**Requirement**
Copy out the piece on post-retirement investment options word for word, from start to finish.

**Passage**
Thursday, 3 November 2016

Post-retirement investment options

                              Post-retirement investment options

If you have just retired and are looking to deploy the retirement money, the simplest option may seem like bank fixed deposits.

However, you may miss out on other superior options available to build a diversified retirement income portfolio that also returns well.

Here is a low down on your options and the suitability of each such option, based on your tax slab.

Post Office Senior Citizens' scheme

At 8.6% per annum (from April 1, 2016, but subject to reset every quarter), this is the best rate that a 60-plus investor can get in the present scenario.

This rate will be fixed for five years - that is until maturity - even as new rates (linked to government security yields in the market) will be announced every quarter. This is an ideal option for multiple reasons:

One, the post office interest rate will likely remain higher than bank interest rates.

Two, the quarterly interest payout gives you the needed income flow.

Three, it is eligible for deduction under Section 80C of the Income Tax Act, in case you fall under tax bracket and want to avail deduction. In fact, in the year of your retirement, when you still remain in the high tax bracket, this can be an ideal 80C investment option.

Four, in later years, although the interest is fully taxable, given that you will fall under lower tax brackets, than in your earning years, the post-tax returns won't be terrible.

**Data provided**
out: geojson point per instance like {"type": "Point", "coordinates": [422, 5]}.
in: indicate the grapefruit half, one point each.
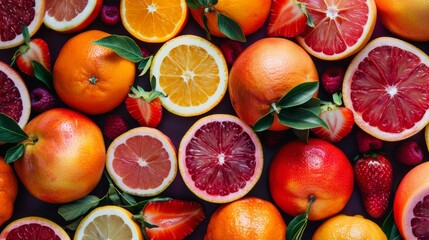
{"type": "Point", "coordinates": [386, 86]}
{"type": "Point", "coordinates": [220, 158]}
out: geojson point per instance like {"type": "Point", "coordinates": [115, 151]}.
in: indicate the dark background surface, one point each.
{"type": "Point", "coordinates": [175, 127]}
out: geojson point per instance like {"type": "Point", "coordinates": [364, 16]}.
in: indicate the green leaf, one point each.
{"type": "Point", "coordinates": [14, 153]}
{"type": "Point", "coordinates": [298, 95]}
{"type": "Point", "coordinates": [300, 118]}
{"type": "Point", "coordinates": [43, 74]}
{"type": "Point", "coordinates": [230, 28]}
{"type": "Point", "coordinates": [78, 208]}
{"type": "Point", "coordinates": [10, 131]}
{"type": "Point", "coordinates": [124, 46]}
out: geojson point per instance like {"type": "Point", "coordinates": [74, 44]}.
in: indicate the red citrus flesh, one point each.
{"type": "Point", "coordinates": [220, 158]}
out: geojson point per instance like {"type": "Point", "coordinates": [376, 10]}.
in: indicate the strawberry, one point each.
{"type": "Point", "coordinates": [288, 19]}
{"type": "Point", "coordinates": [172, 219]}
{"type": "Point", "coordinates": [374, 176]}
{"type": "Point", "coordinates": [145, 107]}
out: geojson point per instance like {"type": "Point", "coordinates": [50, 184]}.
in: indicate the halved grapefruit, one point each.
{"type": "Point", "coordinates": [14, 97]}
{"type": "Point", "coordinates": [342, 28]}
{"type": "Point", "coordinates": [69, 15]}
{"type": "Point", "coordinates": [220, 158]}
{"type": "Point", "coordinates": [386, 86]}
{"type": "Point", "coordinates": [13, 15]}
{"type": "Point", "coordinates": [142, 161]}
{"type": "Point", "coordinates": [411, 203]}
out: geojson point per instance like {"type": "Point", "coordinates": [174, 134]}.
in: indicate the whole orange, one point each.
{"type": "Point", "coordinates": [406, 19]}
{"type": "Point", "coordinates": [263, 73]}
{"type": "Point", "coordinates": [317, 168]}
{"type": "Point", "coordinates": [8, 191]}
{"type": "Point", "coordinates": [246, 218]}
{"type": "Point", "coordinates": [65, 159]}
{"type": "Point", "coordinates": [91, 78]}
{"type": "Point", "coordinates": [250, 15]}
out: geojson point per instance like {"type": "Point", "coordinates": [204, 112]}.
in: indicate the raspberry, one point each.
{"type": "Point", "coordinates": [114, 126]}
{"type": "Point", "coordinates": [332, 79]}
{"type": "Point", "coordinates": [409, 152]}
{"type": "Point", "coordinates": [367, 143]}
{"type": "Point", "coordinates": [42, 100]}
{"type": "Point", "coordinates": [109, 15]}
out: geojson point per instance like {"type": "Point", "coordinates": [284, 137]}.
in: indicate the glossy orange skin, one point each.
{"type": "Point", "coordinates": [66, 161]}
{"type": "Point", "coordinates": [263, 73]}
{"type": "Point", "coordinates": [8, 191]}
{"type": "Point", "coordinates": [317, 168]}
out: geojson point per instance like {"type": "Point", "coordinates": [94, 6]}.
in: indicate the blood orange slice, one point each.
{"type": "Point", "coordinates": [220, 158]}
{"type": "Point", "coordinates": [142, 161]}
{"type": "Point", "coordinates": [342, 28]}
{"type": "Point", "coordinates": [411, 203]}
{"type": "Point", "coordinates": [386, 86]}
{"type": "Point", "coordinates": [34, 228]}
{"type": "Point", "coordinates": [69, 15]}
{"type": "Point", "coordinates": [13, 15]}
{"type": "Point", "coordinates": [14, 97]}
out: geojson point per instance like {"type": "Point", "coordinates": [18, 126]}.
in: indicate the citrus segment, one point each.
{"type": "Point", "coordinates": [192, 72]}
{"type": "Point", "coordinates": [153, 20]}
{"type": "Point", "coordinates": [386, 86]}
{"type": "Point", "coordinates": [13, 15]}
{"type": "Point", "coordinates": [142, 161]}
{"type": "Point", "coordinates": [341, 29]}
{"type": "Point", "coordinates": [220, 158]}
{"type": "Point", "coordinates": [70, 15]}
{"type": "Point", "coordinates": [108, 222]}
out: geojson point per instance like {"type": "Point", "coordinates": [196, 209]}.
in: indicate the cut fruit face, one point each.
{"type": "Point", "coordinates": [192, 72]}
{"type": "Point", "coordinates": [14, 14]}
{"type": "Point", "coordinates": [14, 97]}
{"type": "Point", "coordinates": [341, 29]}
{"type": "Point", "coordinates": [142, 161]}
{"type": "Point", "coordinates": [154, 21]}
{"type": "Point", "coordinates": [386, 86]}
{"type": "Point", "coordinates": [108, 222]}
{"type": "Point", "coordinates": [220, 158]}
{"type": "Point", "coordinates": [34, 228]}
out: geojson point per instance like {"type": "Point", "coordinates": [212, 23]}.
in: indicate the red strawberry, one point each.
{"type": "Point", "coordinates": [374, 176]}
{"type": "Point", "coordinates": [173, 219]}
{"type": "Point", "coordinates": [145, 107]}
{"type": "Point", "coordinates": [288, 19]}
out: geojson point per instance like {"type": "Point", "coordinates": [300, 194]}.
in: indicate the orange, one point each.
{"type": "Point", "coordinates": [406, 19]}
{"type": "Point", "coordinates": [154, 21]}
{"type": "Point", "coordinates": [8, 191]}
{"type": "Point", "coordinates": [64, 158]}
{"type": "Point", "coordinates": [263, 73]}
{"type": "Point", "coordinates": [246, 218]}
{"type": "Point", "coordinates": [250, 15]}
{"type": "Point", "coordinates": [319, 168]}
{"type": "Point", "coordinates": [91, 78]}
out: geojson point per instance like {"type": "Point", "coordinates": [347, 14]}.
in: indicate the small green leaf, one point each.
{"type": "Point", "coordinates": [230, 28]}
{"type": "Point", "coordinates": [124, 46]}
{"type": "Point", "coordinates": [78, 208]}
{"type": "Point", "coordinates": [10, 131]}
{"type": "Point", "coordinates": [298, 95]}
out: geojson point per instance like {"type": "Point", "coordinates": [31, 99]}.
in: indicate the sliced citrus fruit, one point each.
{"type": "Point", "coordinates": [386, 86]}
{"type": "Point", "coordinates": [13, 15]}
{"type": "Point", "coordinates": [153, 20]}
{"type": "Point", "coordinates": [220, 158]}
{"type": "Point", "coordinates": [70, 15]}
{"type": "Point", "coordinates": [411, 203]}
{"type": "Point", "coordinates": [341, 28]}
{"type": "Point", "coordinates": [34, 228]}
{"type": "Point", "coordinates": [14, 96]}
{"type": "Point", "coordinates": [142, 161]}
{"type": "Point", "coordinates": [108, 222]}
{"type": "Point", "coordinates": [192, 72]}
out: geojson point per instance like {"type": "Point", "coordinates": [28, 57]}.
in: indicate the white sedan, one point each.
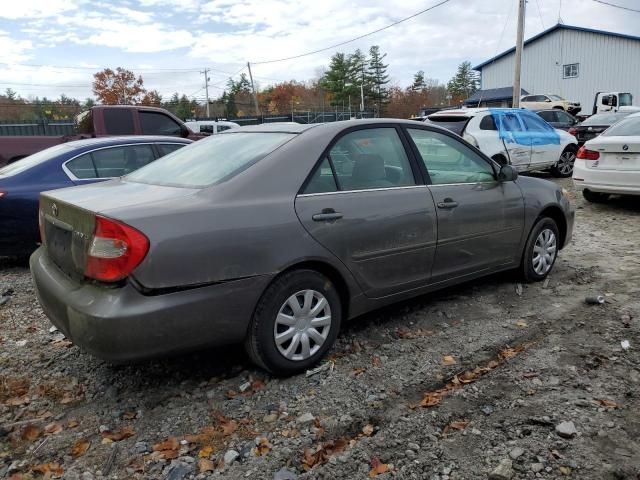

**Response for this exercise**
Thursday, 3 November 2016

Post-retirement investment options

                              Post-retirement investment options

If you have just retired and are looking to deploy the retirement money, the simplest option may seem like bank fixed deposits.

However, you may miss out on other superior options available to build a diversified retirement income portfolio that also returns well.

Here is a low down on your options and the suitability of each such option, based on your tax slab.

Post Office Senior Citizens' scheme

At 8.6% per annum (from April 1, 2016, but subject to reset every quarter), this is the best rate that a 60-plus investor can get in the present scenario.

This rate will be fixed for five years - that is until maturity - even as new rates (linked to government security yields in the market) will be announced every quarter. This is an ideal option for multiple reasons:

One, the post office interest rate will likely remain higher than bank interest rates.

Two, the quarterly interest payout gives you the needed income flow.

Three, it is eligible for deduction under Section 80C of the Income Tax Act, in case you fall under tax bracket and want to avail deduction. In fact, in the year of your retirement, when you still remain in the high tax bracket, this can be an ideal 80C investment option.

Four, in later years, although the interest is fully taxable, given that you will fall under lower tax brackets, than in your earning years, the post-tax returns won't be terrible.